* SHORT PROBLEM *
How many lines in the listing below contain the word "background"? Reply with the number alone.

* EXTRACTED DATA *
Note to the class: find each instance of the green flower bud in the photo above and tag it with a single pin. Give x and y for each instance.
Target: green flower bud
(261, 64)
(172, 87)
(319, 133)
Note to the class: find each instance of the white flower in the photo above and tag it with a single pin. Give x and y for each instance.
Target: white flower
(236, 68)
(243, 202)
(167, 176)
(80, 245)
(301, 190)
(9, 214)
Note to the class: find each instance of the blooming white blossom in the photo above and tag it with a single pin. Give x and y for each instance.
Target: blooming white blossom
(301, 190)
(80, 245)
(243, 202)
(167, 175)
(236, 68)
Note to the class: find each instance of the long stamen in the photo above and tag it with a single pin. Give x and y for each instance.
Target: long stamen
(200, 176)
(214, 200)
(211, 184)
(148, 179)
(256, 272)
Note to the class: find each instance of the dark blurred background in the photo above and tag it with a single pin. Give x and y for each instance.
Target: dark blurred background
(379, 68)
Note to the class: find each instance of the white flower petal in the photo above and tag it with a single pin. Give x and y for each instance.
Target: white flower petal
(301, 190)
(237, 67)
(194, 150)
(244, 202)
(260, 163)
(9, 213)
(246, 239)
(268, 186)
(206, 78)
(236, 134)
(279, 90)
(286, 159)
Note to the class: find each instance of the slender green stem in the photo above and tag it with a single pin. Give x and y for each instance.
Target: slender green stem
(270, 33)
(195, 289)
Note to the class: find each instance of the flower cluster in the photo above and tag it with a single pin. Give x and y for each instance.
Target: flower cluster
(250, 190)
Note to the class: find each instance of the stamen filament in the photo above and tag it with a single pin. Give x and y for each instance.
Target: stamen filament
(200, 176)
--
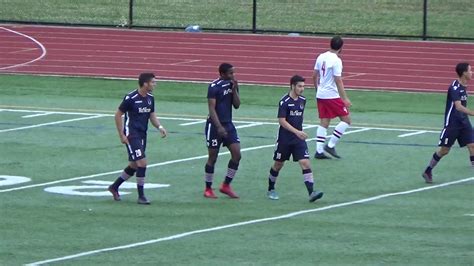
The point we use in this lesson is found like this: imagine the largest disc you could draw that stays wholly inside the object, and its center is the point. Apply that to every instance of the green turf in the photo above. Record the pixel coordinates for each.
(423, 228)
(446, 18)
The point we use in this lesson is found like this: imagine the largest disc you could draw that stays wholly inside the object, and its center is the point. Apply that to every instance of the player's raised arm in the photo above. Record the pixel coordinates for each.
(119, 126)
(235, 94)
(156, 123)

* EXERCISE RESPONSE *
2